→ Record list:
───

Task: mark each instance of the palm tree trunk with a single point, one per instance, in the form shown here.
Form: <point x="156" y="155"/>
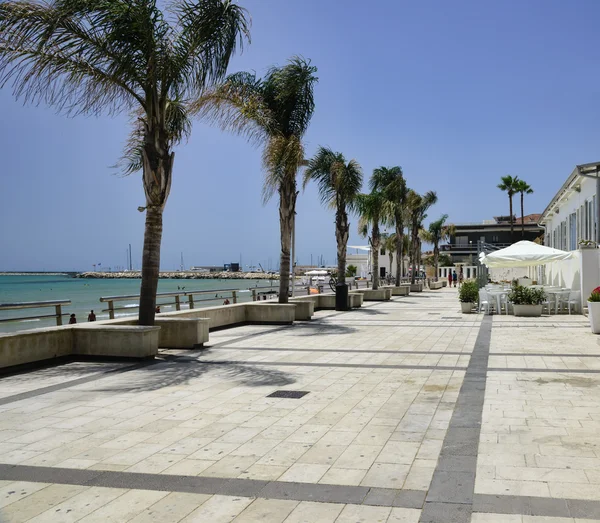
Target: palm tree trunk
<point x="375" y="241"/>
<point x="150" y="265"/>
<point x="157" y="175"/>
<point x="287" y="208"/>
<point x="522" y="217"/>
<point x="511" y="221"/>
<point x="399" y="253"/>
<point x="342" y="231"/>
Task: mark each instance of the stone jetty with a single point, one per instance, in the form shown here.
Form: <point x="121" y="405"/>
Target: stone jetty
<point x="184" y="275"/>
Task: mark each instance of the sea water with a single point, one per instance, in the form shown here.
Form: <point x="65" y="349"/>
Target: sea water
<point x="85" y="295"/>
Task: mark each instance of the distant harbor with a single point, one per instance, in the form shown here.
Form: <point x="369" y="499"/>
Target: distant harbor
<point x="184" y="275"/>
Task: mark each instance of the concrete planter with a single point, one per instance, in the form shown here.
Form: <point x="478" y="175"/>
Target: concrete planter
<point x="528" y="311"/>
<point x="402" y="290"/>
<point x="466" y="307"/>
<point x="594" y="316"/>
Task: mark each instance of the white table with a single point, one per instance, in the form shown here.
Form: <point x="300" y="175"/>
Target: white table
<point x="498" y="293"/>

───

→ Aim of the exercise: Copy every row above word for word, leaving out the picture.

→ Answer to this problem:
Task: mark each instance of the palm tree trunk with a single point, one per instance, in the form shown here.
Form: <point x="156" y="155"/>
Target: palm tree trunk
<point x="375" y="241"/>
<point x="150" y="265"/>
<point x="157" y="175"/>
<point x="287" y="208"/>
<point x="522" y="217"/>
<point x="511" y="221"/>
<point x="399" y="253"/>
<point x="342" y="231"/>
Task: mark each instance of the stone jetty with a single point, one per instance, in the form shown here.
Form: <point x="121" y="405"/>
Target: stone jetty
<point x="184" y="275"/>
Task: mark each instance of the sea water with a single point, one per instance, in the form shown here.
Form: <point x="65" y="349"/>
Target: sea water
<point x="85" y="295"/>
Task: mark each instance of the distant harbor with a single point, one per instance, in the form shown here.
Form: <point x="369" y="499"/>
Target: distant harbor
<point x="184" y="275"/>
Task: mark each instance of the concrete planter with a single point, one per instance, in the form shown here.
Form: <point x="478" y="175"/>
Target: concrete planter
<point x="528" y="311"/>
<point x="402" y="290"/>
<point x="466" y="307"/>
<point x="594" y="316"/>
Task: mark each instance of the white table with a single point, one per instance, in the form shown here.
Form: <point x="300" y="175"/>
Target: white table
<point x="498" y="293"/>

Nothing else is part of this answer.